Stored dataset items
-----
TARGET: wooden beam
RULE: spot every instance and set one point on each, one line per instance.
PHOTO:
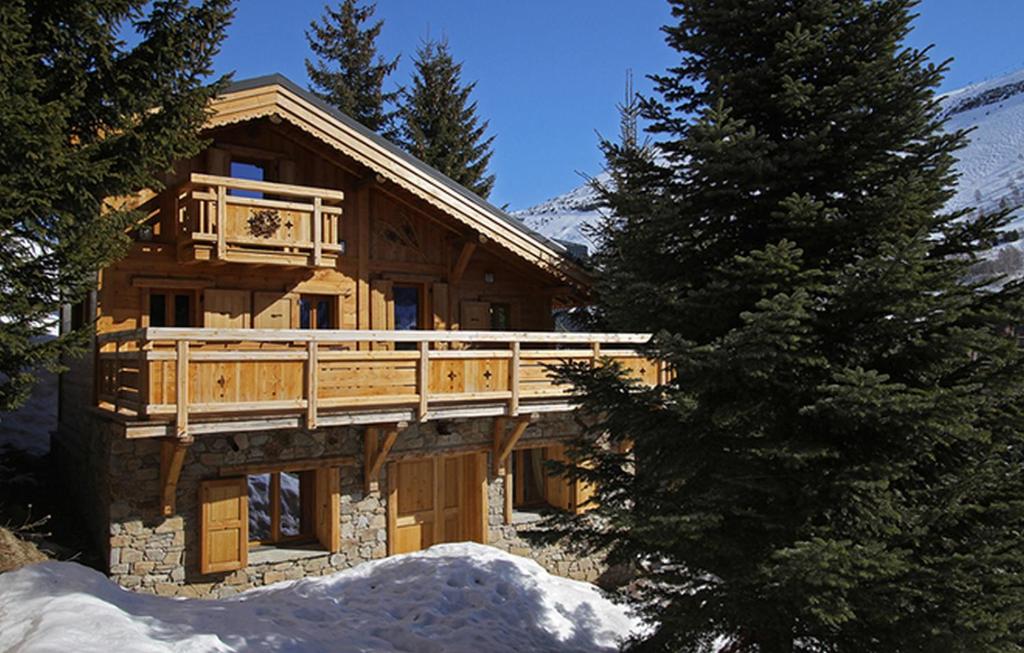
(181, 399)
(312, 375)
(375, 456)
(460, 265)
(172, 456)
(514, 380)
(423, 381)
(298, 465)
(510, 442)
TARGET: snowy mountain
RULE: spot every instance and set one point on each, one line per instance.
(991, 169)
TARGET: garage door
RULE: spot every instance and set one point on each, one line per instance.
(437, 499)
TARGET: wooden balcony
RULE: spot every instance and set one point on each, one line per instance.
(224, 219)
(187, 381)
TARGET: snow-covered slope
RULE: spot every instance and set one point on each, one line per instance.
(568, 217)
(451, 598)
(991, 167)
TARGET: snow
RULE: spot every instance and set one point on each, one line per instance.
(461, 597)
(990, 167)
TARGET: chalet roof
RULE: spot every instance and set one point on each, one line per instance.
(275, 94)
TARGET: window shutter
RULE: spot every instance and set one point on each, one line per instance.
(223, 524)
(328, 508)
(381, 308)
(226, 309)
(272, 310)
(475, 315)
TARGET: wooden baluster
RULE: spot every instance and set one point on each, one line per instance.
(221, 222)
(513, 408)
(143, 377)
(181, 399)
(423, 380)
(312, 373)
(117, 376)
(317, 232)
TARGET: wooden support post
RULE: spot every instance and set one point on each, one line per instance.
(172, 455)
(312, 374)
(143, 378)
(317, 231)
(423, 381)
(510, 442)
(499, 438)
(509, 493)
(221, 222)
(375, 456)
(462, 262)
(117, 377)
(503, 446)
(514, 380)
(181, 399)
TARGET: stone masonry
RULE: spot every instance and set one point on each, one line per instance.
(116, 482)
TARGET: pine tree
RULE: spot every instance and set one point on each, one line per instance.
(439, 124)
(84, 119)
(837, 465)
(347, 73)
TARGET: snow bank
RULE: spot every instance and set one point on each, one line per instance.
(461, 597)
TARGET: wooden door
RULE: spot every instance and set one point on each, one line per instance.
(226, 309)
(414, 498)
(453, 498)
(437, 499)
(272, 310)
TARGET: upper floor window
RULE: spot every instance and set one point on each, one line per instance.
(171, 308)
(247, 170)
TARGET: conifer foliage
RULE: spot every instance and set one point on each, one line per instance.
(837, 465)
(83, 119)
(438, 121)
(348, 73)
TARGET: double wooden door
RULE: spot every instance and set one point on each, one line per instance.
(437, 499)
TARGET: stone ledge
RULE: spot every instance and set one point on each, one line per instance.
(273, 555)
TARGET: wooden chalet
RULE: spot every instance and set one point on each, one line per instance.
(320, 351)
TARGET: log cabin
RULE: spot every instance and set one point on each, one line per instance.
(318, 351)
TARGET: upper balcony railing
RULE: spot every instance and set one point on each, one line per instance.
(196, 380)
(241, 220)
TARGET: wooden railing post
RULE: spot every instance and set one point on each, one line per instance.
(312, 368)
(143, 377)
(117, 376)
(513, 408)
(221, 221)
(423, 380)
(181, 399)
(317, 232)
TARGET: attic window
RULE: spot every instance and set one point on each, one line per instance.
(247, 170)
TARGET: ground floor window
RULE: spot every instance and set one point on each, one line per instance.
(281, 508)
(535, 488)
(275, 509)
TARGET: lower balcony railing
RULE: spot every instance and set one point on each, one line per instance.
(183, 376)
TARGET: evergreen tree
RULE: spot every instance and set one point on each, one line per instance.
(83, 120)
(439, 124)
(348, 74)
(837, 464)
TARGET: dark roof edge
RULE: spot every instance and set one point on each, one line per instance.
(276, 78)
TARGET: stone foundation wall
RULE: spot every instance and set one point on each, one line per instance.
(151, 553)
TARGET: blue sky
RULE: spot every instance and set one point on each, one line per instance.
(550, 72)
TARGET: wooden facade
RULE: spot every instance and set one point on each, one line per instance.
(302, 273)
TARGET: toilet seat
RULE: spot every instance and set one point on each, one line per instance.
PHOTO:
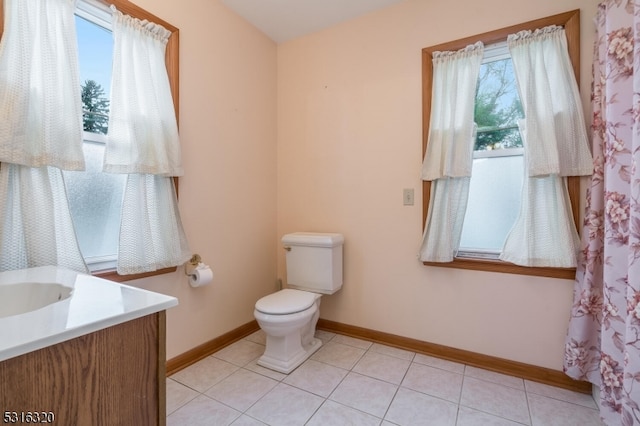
(286, 301)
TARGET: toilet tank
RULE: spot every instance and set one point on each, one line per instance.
(314, 261)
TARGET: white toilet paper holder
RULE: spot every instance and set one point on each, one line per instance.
(192, 264)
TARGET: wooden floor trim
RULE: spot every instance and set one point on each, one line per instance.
(487, 362)
(200, 352)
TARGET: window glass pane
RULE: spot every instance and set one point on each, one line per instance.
(95, 200)
(95, 47)
(498, 107)
(494, 201)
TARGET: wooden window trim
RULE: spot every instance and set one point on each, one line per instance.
(571, 23)
(172, 61)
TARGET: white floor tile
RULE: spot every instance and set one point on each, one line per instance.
(433, 381)
(411, 408)
(285, 405)
(316, 377)
(391, 351)
(355, 382)
(551, 412)
(338, 354)
(332, 413)
(352, 341)
(490, 376)
(240, 353)
(470, 417)
(245, 420)
(442, 364)
(203, 411)
(492, 398)
(178, 395)
(585, 400)
(242, 389)
(383, 367)
(364, 393)
(204, 373)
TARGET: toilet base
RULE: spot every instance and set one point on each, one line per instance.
(287, 366)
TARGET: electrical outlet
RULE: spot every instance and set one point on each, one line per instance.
(407, 196)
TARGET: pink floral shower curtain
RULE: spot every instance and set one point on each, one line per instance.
(603, 341)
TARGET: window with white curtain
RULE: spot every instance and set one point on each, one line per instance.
(498, 170)
(95, 198)
(495, 189)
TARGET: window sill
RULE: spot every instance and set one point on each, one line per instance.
(505, 267)
(114, 276)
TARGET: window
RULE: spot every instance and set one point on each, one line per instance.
(496, 181)
(95, 197)
(497, 148)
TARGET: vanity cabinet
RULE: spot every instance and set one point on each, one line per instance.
(112, 376)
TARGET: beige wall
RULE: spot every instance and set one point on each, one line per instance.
(345, 141)
(228, 193)
(349, 141)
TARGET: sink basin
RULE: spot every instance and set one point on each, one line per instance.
(21, 298)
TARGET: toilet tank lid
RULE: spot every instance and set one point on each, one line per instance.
(286, 301)
(313, 239)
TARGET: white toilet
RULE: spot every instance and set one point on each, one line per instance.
(289, 316)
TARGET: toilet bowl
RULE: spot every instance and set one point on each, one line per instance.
(288, 318)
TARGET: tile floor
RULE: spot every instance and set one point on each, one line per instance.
(355, 382)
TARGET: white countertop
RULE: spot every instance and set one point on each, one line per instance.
(94, 304)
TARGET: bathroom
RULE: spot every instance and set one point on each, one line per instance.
(322, 133)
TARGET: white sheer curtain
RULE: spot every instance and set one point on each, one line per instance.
(556, 146)
(143, 142)
(449, 156)
(40, 134)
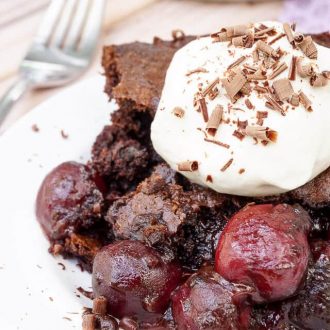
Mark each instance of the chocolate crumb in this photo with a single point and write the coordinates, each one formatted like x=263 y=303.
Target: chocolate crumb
x=87 y=294
x=197 y=70
x=221 y=144
x=209 y=178
x=64 y=135
x=35 y=128
x=62 y=265
x=239 y=135
x=188 y=166
x=230 y=161
x=100 y=305
x=249 y=104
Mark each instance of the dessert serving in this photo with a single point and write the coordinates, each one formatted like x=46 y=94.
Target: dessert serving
x=206 y=202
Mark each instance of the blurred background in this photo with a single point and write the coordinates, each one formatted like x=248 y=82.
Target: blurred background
x=129 y=20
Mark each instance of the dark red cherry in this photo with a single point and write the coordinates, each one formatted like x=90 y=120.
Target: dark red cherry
x=208 y=301
x=68 y=200
x=265 y=246
x=135 y=280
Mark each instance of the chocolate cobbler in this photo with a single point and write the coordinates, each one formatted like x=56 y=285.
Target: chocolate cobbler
x=195 y=211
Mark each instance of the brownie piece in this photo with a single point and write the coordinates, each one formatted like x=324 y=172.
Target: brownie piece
x=182 y=221
x=135 y=72
x=308 y=310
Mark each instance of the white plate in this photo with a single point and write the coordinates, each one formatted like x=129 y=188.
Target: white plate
x=35 y=292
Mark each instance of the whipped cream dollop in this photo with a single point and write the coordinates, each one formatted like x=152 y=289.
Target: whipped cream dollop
x=294 y=145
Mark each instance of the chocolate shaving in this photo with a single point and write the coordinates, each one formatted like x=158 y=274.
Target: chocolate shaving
x=265 y=48
x=283 y=89
x=235 y=85
x=188 y=166
x=326 y=74
x=261 y=115
x=203 y=108
x=278 y=70
x=292 y=69
x=249 y=104
x=197 y=70
x=209 y=178
x=295 y=100
x=220 y=37
x=100 y=305
x=178 y=112
x=275 y=105
x=260 y=89
x=255 y=56
x=236 y=31
x=280 y=36
x=211 y=87
x=318 y=80
x=242 y=124
x=258 y=75
x=224 y=167
x=35 y=128
x=306 y=70
x=261 y=133
x=307 y=46
x=88 y=322
x=214 y=121
x=236 y=63
x=239 y=135
x=265 y=30
x=64 y=135
x=219 y=143
x=178 y=35
x=305 y=101
x=289 y=33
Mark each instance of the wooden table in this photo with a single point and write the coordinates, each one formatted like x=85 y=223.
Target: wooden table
x=125 y=21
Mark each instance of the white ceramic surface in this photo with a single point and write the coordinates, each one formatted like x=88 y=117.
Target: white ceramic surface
x=36 y=294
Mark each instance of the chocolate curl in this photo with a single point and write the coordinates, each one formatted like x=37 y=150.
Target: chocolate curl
x=306 y=70
x=305 y=101
x=265 y=48
x=246 y=89
x=237 y=62
x=239 y=41
x=220 y=37
x=215 y=120
x=236 y=31
x=318 y=80
x=274 y=105
x=234 y=85
x=258 y=75
x=293 y=68
x=178 y=112
x=188 y=166
x=211 y=87
x=326 y=74
x=307 y=45
x=295 y=99
x=278 y=70
x=255 y=56
x=261 y=133
x=289 y=33
x=178 y=35
x=100 y=305
x=283 y=89
x=88 y=322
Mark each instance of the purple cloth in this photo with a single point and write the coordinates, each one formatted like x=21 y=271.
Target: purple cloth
x=311 y=16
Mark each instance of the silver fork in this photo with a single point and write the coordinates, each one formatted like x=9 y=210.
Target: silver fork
x=62 y=49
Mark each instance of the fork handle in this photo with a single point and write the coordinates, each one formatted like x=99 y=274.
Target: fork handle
x=13 y=94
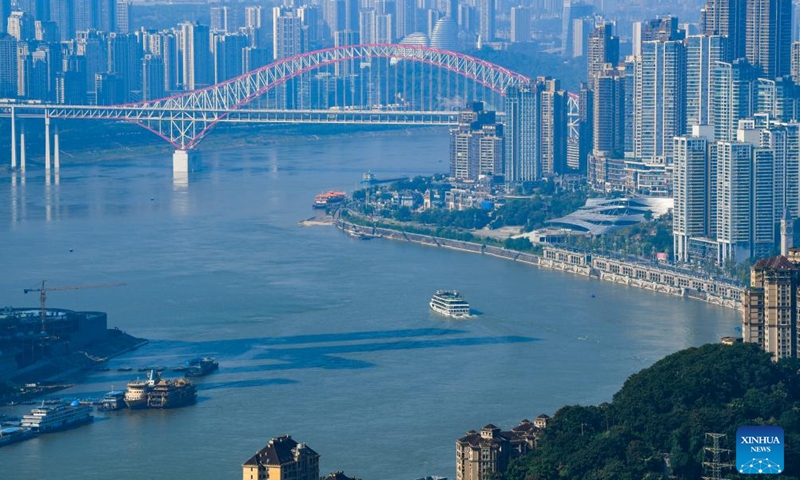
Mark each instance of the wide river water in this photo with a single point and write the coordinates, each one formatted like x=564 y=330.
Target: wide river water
x=318 y=335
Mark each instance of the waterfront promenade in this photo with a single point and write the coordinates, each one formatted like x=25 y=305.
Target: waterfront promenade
x=618 y=269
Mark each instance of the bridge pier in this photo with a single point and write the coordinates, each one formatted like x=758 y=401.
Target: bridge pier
x=185 y=161
x=13 y=140
x=22 y=150
x=46 y=143
x=56 y=159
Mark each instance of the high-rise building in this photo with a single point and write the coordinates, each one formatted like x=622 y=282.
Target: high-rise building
x=62 y=12
x=8 y=66
x=608 y=121
x=769 y=36
x=486 y=20
x=702 y=54
x=770 y=306
x=5 y=12
x=795 y=62
x=228 y=56
x=552 y=127
x=659 y=99
x=734 y=189
x=288 y=37
x=476 y=144
x=219 y=19
x=282 y=458
x=21 y=26
x=733 y=97
x=106 y=15
x=690 y=193
x=125 y=60
x=196 y=56
x=152 y=77
x=521 y=134
x=784 y=142
x=520 y=24
x=572 y=11
x=603 y=48
x=727 y=18
x=122 y=15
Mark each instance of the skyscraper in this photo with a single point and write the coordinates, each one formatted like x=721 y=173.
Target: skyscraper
x=5 y=11
x=769 y=36
x=520 y=24
x=702 y=54
x=609 y=112
x=8 y=66
x=552 y=127
x=486 y=20
x=733 y=97
x=659 y=99
x=62 y=12
x=727 y=18
x=122 y=16
x=603 y=48
x=734 y=188
x=196 y=56
x=690 y=193
x=521 y=134
x=287 y=35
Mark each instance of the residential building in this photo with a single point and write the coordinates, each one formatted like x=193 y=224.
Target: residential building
x=522 y=134
x=520 y=24
x=690 y=189
x=603 y=49
x=476 y=144
x=282 y=459
x=702 y=54
x=659 y=99
x=768 y=37
x=481 y=455
x=196 y=51
x=770 y=305
x=727 y=18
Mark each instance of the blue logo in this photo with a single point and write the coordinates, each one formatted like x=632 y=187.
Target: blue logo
x=759 y=450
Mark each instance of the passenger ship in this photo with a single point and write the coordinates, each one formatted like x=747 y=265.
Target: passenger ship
x=450 y=303
x=47 y=419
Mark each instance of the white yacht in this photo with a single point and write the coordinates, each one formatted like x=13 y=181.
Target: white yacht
x=450 y=303
x=46 y=419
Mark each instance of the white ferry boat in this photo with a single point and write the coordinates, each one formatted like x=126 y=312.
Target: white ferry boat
x=450 y=303
x=45 y=419
x=138 y=391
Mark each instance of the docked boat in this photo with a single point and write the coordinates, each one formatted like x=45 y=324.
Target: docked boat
x=325 y=200
x=201 y=367
x=46 y=419
x=113 y=400
x=450 y=303
x=138 y=390
x=172 y=393
x=15 y=434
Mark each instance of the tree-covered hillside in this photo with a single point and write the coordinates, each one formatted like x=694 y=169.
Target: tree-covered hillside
x=656 y=424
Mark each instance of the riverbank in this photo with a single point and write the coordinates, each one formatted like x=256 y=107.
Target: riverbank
x=621 y=270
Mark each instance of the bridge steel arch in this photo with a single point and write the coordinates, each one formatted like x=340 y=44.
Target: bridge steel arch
x=184 y=119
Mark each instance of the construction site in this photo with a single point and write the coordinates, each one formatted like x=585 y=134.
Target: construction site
x=50 y=344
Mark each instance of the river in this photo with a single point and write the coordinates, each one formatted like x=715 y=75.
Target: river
x=318 y=335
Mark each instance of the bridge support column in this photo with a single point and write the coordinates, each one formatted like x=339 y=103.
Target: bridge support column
x=13 y=139
x=185 y=161
x=22 y=150
x=47 y=143
x=56 y=160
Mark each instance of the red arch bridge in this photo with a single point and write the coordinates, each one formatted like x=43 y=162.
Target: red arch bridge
x=357 y=84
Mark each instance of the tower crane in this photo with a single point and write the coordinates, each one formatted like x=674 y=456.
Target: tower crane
x=43 y=294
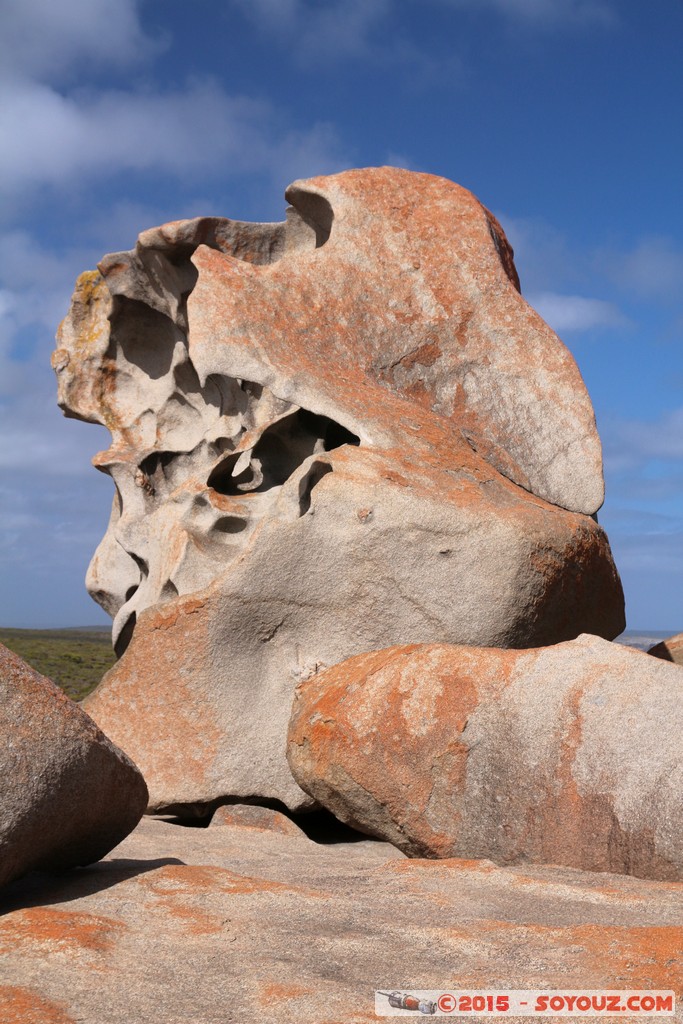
-----
Assignment
Please make an exact copy of the lines above from the line with "Target: whipped cream dollop" through the line with "Mark each instance of the chocolate shaving", both ends included.

Exercise solution
Target: whipped cream dollop
x=294 y=145
Mark each instance of the chocolate shaving in this photo with a single point and write the coordinates, each one formatted like x=158 y=274.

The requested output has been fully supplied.